Stored data entries
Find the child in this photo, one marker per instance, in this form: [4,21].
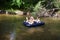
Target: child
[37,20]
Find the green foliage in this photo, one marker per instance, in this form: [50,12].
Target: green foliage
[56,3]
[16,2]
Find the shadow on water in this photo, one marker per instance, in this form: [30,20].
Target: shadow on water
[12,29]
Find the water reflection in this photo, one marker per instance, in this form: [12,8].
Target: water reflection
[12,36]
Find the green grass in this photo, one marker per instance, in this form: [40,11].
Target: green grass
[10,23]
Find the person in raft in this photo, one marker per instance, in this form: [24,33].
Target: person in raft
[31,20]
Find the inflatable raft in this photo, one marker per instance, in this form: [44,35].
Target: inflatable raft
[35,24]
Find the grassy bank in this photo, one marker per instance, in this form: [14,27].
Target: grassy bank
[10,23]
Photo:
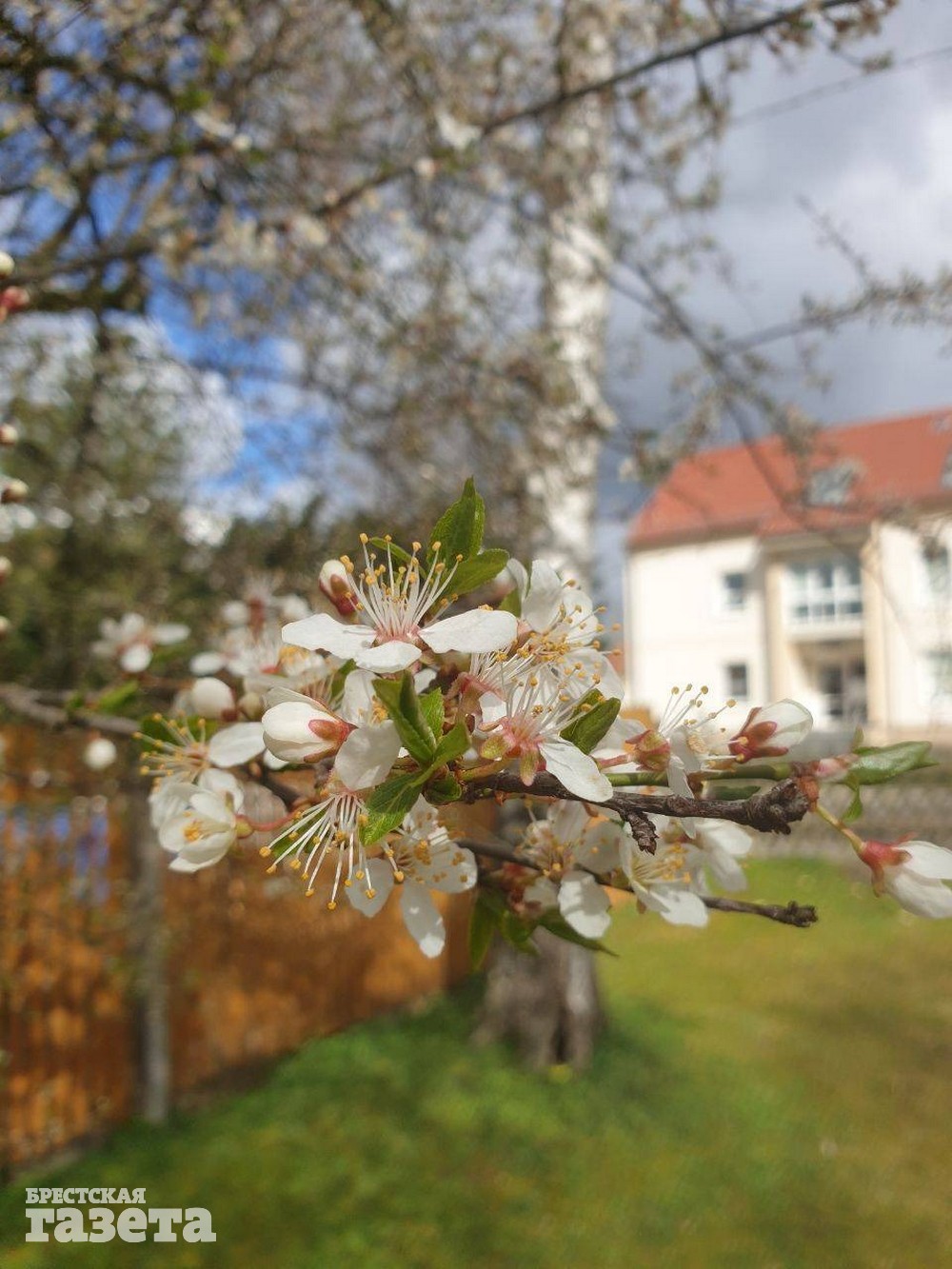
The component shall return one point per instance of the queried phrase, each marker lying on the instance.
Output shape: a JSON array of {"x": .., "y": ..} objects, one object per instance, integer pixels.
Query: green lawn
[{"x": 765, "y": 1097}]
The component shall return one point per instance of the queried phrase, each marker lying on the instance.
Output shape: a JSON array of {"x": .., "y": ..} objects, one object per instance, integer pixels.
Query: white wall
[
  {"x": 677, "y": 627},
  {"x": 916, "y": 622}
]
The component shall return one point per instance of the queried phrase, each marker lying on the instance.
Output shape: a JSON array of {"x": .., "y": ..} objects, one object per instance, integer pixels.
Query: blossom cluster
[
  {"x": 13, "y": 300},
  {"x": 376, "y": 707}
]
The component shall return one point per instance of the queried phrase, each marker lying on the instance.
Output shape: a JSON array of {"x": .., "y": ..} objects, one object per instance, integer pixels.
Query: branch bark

**Task to carry out:** Should the entries hold any pictures, please omit those and print the remaining text exactly.

**Written answer:**
Find the child in this photo, one marker per instance, in this form: [4,21].
Target: child
[37,20]
Find the green foliage in this photo, one marker per instance, in this form: [50,12].
Target: green foliage
[56,3]
[16,2]
Find the shadow on water in this photo, one marker per instance, in this form: [30,20].
Target: shadow on water
[12,29]
Find the water reflection in this photo, one marker per instance, in this form: [12,8].
Target: water reflection
[12,36]
Find the green grass in this photo, one marker per instance, in this form: [40,11].
Target: green grass
[10,23]
Find the person in raft in this photo, one marker per instance, in this form: [24,33].
Target: person in raft
[31,20]
Find the inflatable raft in this photo, one marker per instance, in this form: [44,35].
Target: inflatable raft
[35,24]
Find the grassy bank in this photo, one marker per instance, in this form: [14,27].
Target: grassy bank
[10,23]
Photo:
The component shall return one point per instance of the queried phrase, each marker lying on the instance.
Output shape: a JSON array of {"x": .., "y": ..} objects, one object per instance, integer pixels.
Query: green lawn
[{"x": 765, "y": 1097}]
The component shall return one point per instance of the queried phrase, each marker lying on the instance.
Output shape: a JSON array of {"x": .., "y": ..} objects, one object per instance, integer pixels.
Query: white wall
[
  {"x": 677, "y": 627},
  {"x": 916, "y": 622}
]
The component shall return one point per instance of the queried phrase, each marker lying on the instance.
Output shape: a JSON array of {"x": .., "y": ..} objects, one object per instance, integer pixels.
Query: blossom cluster
[
  {"x": 13, "y": 300},
  {"x": 376, "y": 707}
]
The component shall return one point per instance of the queried phrase, each marker lying on the instance.
Output shape: a JSON array of {"x": .., "y": ..} objects, one object per instance, integer pixels.
Query: branch bark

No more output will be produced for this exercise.